═══ Exercise data ═══

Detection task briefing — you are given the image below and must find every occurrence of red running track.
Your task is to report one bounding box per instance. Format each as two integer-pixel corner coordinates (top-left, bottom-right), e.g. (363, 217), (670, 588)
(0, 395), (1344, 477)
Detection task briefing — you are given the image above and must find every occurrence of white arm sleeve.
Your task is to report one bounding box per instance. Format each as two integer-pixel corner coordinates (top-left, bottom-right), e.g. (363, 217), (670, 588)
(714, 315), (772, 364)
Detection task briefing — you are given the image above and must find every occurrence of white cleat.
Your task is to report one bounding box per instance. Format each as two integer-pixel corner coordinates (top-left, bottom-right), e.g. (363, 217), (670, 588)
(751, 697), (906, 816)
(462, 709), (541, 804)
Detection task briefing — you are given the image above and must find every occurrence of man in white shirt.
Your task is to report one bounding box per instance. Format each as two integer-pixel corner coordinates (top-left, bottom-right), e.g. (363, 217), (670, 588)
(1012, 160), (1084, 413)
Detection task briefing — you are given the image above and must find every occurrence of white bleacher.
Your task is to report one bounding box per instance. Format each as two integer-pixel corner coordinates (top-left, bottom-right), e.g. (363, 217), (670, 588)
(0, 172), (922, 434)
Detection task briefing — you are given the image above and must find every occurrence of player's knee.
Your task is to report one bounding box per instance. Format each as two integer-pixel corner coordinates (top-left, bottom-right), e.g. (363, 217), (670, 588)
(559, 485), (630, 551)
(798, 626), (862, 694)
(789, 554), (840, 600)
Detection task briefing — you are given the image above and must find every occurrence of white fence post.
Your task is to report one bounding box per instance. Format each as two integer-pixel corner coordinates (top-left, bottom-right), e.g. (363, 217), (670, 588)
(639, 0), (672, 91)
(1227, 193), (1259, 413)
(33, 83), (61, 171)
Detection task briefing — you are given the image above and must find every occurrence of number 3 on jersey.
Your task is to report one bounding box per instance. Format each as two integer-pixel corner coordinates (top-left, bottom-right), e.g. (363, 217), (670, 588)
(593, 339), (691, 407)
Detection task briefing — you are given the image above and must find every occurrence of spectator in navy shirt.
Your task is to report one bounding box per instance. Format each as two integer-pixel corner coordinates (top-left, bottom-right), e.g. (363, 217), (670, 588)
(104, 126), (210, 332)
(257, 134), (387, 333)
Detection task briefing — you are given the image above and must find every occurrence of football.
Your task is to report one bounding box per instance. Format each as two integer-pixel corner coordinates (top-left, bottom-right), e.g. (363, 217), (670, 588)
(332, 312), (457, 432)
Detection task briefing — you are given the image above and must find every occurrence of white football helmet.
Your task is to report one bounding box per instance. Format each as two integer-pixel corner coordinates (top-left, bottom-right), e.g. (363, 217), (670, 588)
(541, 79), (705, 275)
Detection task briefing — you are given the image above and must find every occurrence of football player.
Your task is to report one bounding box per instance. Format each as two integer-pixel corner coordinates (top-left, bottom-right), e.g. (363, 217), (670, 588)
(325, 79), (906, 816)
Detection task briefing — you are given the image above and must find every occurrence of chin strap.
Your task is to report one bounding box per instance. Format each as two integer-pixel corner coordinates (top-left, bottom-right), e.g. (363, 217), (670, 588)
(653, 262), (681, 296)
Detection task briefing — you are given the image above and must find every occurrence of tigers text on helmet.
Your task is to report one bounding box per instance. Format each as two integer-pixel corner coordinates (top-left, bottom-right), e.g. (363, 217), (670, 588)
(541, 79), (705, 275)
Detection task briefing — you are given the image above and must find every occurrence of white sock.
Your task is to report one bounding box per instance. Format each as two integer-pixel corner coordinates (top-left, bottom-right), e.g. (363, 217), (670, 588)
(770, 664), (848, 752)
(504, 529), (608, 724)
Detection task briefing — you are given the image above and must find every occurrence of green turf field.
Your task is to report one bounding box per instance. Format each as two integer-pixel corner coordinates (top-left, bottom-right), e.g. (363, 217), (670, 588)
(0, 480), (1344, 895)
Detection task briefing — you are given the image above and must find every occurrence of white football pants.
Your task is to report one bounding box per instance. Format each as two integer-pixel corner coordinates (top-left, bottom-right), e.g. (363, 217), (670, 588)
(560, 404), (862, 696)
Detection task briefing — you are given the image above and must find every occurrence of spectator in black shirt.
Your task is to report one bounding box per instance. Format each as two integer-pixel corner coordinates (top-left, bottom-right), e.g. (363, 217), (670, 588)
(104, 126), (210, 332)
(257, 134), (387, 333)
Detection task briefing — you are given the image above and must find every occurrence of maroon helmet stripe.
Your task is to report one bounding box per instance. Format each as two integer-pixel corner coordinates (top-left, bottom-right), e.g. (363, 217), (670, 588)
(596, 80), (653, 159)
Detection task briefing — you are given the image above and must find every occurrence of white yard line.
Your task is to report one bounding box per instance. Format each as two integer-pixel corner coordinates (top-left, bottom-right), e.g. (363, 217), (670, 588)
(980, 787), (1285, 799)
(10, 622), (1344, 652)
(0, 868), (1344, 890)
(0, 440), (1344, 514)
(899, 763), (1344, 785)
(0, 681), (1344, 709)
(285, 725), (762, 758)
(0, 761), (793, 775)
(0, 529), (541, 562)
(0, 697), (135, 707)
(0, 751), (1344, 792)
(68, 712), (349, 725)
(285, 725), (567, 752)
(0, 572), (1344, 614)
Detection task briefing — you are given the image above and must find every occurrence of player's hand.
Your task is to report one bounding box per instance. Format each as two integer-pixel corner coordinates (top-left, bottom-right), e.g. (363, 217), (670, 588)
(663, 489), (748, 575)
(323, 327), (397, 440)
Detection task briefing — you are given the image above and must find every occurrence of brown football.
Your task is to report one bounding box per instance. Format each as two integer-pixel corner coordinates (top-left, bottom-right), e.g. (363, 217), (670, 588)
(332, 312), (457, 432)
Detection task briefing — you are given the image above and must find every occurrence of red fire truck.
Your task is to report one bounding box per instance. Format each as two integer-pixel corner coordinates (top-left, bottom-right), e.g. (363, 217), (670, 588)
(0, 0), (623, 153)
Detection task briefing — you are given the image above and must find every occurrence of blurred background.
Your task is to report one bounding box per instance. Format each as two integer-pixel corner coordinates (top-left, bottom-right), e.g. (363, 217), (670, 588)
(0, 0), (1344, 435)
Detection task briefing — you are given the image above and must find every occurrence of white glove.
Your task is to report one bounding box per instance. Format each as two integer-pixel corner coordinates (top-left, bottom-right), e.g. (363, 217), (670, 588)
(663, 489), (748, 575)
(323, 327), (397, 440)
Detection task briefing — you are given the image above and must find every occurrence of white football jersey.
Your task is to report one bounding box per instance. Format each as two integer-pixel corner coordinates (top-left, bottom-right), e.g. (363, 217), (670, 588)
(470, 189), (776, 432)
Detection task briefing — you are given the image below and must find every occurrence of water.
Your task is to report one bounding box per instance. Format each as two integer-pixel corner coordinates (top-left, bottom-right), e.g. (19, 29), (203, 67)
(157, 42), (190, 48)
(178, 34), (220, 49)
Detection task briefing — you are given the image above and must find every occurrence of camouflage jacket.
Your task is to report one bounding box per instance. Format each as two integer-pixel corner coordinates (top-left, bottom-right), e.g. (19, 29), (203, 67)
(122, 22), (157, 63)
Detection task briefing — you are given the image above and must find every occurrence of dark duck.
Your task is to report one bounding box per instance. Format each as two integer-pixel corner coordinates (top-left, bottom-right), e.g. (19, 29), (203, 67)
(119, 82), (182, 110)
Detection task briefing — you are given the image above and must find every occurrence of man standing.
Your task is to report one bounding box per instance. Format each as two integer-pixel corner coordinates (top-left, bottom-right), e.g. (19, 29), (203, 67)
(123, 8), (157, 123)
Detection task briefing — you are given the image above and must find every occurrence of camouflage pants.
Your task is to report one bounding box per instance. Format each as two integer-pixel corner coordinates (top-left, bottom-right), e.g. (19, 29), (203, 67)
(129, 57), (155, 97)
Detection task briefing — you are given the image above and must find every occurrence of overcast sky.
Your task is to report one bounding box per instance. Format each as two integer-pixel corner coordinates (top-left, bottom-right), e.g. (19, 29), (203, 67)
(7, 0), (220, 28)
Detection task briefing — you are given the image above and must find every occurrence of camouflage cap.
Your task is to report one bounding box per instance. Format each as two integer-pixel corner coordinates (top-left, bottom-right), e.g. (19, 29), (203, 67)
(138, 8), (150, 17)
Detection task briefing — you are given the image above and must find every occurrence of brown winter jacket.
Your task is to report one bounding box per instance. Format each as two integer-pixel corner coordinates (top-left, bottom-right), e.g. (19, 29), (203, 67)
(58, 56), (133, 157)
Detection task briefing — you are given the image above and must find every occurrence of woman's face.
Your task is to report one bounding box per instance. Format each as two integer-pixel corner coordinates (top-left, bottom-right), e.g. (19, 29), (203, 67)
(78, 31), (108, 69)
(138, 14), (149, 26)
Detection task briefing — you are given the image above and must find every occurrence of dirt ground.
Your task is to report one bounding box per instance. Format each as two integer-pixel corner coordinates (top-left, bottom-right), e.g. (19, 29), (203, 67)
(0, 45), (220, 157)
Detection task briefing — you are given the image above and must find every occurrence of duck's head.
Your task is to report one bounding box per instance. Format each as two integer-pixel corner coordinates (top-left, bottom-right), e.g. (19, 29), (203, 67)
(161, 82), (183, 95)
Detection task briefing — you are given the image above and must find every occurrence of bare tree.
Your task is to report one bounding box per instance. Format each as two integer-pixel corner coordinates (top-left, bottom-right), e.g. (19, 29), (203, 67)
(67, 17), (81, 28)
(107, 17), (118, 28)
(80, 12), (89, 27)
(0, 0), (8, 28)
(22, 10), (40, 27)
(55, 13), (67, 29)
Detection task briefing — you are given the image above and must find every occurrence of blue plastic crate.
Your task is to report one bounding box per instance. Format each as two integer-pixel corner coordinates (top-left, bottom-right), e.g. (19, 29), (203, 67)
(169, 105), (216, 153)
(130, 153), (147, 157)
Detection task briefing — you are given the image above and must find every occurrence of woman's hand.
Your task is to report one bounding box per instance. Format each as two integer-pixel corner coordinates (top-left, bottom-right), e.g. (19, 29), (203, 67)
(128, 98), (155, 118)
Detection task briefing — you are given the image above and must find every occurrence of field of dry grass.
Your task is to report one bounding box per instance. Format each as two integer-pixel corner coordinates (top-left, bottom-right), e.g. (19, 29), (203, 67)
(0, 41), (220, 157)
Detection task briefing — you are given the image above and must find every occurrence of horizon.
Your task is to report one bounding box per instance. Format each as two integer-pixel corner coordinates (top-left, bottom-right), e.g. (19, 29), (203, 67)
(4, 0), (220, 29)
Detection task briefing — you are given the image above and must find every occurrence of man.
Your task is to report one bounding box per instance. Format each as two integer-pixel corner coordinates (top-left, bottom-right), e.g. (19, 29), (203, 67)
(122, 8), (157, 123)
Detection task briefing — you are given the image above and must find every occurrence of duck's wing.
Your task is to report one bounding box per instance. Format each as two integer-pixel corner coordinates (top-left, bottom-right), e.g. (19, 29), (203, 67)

═══

**Work required:** Rewrite the records between the lines holding "of white sock." and "(596, 80), (653, 159)", inclusive, as a numbered list, omitting any blank lines.

**Correct response:**
1. Detection task briefing — you are given the image above and must find every occurrence of white sock.
2. Your task is to report one bounding box per instance. Format each as two integer-pixel corner coordinates (top-left, bottom-right), e.g. (363, 217), (670, 588)
3. (770, 664), (848, 752)
4. (504, 529), (608, 724)
5. Detection task briefing — you are given the image above and must find every occurrence of green turf field.
6. Your task is to report one bounding box per instance. Format each as two integer-pixel corner coordinates (top-left, bottom-right), e.g. (363, 217), (670, 588)
7. (0, 480), (1344, 895)
8. Detection task briefing — you are given the image above and must find every occurrence of white football pants.
9. Your task is to report one bounding box per instance. Format each as two integer-pixel corner coordinates (top-left, bottom-right), e.g. (363, 217), (670, 588)
10. (560, 404), (862, 696)
11. Detection task briefing — you are given the image above and must find every occurrence of spectator in black shirt.
12. Your task is to report one bounding box per instance. Format each as two integer-pixel corner coordinates (top-left, bottom-right), e.g. (363, 217), (670, 588)
13. (104, 126), (210, 332)
14. (257, 134), (387, 333)
15. Detection task briefing — you are given the image above and must find every occurrence of maroon helmet stripe.
16. Your task is to report one bounding box per instance. Format each as two integer-pixel corner coordinates (top-left, bottom-right), e.g. (363, 217), (670, 588)
17. (596, 80), (653, 159)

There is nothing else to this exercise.